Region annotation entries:
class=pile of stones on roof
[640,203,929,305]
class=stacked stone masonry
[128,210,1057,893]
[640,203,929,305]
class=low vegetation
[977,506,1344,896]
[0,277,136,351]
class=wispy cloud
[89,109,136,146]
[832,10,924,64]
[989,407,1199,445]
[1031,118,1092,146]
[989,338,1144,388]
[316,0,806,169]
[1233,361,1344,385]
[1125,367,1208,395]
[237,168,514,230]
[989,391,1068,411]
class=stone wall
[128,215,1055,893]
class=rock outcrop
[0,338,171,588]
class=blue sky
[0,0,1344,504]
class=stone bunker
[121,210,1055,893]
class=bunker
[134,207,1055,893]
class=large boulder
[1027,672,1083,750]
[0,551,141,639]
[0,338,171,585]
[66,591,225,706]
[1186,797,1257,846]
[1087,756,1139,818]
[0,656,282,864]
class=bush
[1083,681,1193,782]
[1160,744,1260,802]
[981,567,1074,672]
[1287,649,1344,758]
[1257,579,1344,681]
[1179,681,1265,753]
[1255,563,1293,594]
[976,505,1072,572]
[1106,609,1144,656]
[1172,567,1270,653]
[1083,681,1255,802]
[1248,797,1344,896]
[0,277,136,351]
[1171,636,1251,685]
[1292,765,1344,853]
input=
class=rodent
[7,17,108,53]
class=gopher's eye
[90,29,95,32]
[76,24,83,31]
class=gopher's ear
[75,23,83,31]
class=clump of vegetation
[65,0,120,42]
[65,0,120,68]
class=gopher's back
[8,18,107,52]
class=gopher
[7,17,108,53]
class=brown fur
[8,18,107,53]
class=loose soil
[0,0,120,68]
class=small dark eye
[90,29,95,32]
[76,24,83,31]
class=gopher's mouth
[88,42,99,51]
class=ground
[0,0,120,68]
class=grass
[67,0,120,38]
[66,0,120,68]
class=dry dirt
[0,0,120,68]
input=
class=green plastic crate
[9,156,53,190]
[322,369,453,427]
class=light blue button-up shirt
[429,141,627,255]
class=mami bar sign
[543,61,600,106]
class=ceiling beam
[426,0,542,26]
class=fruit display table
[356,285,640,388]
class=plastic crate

What is being asked: Please render every line of the records above as a JSON list of strings, with one string per line and no blank lines.

Exercise output:
[
  "class=pile of stones on roof",
  "[640,203,929,305]",
  "class=stacked stone masonry",
  "[128,210,1057,893]",
  "[640,203,929,305]",
  "class=low vegetation",
  "[977,506,1344,896]",
  "[0,277,136,351]",
  "class=wispy cloud",
  "[89,109,136,146]",
  "[832,10,924,64]",
  "[989,407,1199,445]",
  "[1031,118,1092,146]",
  "[989,338,1144,388]",
  "[316,0,806,169]",
  "[1233,361,1344,385]",
  "[1125,367,1208,395]",
  "[237,168,514,230]",
  "[989,391,1068,411]",
  "class=stone wall",
  "[128,215,1055,893]",
  "class=rock outcrop",
  "[0,338,171,588]",
  "class=blue sky",
  "[0,0,1344,504]",
  "class=stone bunker",
  "[121,210,1055,893]",
  "class=bunker",
  "[134,207,1055,893]",
  "class=large boulder",
  "[1027,672,1083,750]",
  "[0,551,141,639]",
  "[0,338,171,585]",
  "[66,591,225,706]",
  "[1186,797,1257,846]",
  "[1087,756,1139,818]",
  "[0,656,282,864]",
  "class=bush",
  "[1083,681,1193,782]",
  "[1160,744,1260,802]",
  "[981,567,1074,672]",
  "[1287,649,1344,758]",
  "[1257,579,1344,681]",
  "[1179,681,1265,753]",
  "[1255,563,1293,594]",
  "[976,505,1072,572]",
  "[1106,609,1144,656]",
  "[1172,567,1270,653]",
  "[1083,681,1255,802]",
  "[1248,797,1344,896]",
  "[0,277,136,351]",
  "[1171,636,1251,685]",
  "[1292,765,1344,853]",
  "input=",
  "class=rodent",
  "[7,17,108,53]",
  "class=gopher's eye",
  "[90,29,95,32]",
  "[76,24,83,31]",
  "class=gopher's ear",
  "[75,23,83,31]",
  "class=clump of vegetation",
  "[65,0,120,42]",
  "[65,0,120,68]",
  "class=gopher's back",
  "[8,18,107,52]",
  "class=gopher",
  "[7,17,108,53]",
  "class=brown fur",
  "[8,18,107,53]",
  "class=loose soil",
  "[0,0,120,68]",
  "class=small dark eye",
  "[90,29,95,32]",
  "[76,24,83,31]",
  "class=gopher's mouth",
  "[88,42,99,51]",
  "class=ground",
  "[0,0,120,68]",
  "class=grass",
  "[67,0,120,38]",
  "[66,0,120,68]",
  "class=dry dirt",
  "[0,0,120,68]",
  "input=",
  "class=green plastic crate",
  "[9,156,53,190]",
  "[322,369,453,427]",
  "class=light blue button-up shirt",
  "[429,141,627,255]",
  "class=mami bar sign",
  "[543,61,600,106]",
  "class=ceiling beam",
  "[426,0,542,26]",
  "class=fruit display table",
  "[356,285,640,388]",
  "class=plastic crate"
]